The task: Can you copy the lines of the listing below word for word, starting at the line containing "In this exercise you will locate the black riding" and ending at the line containing "point(62, 62)", with both of those lines included?

Data listing

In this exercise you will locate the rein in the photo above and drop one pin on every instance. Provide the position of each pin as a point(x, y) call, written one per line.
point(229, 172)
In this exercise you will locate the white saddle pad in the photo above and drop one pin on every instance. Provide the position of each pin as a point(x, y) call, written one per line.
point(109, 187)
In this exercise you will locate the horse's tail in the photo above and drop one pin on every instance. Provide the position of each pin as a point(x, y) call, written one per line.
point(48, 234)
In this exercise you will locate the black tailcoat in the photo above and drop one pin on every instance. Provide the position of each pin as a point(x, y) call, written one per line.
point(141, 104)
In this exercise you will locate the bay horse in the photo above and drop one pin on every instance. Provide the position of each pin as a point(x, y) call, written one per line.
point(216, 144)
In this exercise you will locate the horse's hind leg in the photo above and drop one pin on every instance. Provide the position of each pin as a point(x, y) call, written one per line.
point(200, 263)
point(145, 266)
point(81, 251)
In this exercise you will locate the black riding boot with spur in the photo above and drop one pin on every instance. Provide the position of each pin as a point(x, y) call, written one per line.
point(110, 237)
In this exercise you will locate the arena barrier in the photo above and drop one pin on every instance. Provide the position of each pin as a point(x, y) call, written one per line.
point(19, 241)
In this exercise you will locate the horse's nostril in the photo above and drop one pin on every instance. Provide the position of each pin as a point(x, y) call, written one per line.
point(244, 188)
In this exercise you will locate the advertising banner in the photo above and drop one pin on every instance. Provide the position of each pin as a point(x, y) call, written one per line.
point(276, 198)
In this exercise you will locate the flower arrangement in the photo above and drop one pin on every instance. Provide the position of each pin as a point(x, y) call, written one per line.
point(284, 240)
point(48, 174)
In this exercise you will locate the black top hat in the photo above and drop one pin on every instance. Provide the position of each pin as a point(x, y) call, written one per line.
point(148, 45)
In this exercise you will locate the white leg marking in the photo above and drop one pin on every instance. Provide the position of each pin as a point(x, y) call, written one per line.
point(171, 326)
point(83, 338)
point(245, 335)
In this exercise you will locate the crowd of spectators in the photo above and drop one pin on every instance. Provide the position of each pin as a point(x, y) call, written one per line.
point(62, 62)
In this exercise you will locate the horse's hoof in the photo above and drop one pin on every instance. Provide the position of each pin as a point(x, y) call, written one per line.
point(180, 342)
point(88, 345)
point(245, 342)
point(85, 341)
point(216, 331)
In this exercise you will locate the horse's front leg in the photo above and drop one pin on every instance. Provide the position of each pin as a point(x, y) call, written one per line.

Answer to the task:
In this exercise you will locate the black riding boot with spur in the photo above and drop one pin on every instance. Provide the position of each pin as a point(x, y) call, written one per line.
point(110, 237)
In this exercise you will locate the arena barrier in the photo above and drop one pin on every instance. Provide the position of each pin as a point(x, y) call, written one per line.
point(19, 241)
In this exercise you will locate the horse's nostril in the photo above and drop one pin on every instance. Provide the position of each pin as a point(x, y) call, written one per line.
point(244, 188)
In this exercise you will locate the advertising banner in the photo above and drop one pin on every instance. Provide the position of each pin as a point(x, y) call, written one per line.
point(276, 198)
In this exercise you will locate the flower arrangement in the photo above and drop one pin on every instance. Provide the position of each pin as a point(x, y) call, written one per line.
point(284, 240)
point(48, 174)
In this exercise you will locate the black top hat in the photo above and drop one pin on every instance. Provide the position of each pin as a point(x, y) call, written one per line.
point(148, 45)
In this exercise you will locate the white leg marking in the photo above and drop one pin on every instance. Provide the position of each pin as a point(x, y) call, written one per line.
point(171, 326)
point(83, 338)
point(245, 335)
In this exercise you will locate the crowd of spectators in the photo above and drop one pin on every instance. Provide the position of each pin as a point(x, y) call, written one per line.
point(62, 62)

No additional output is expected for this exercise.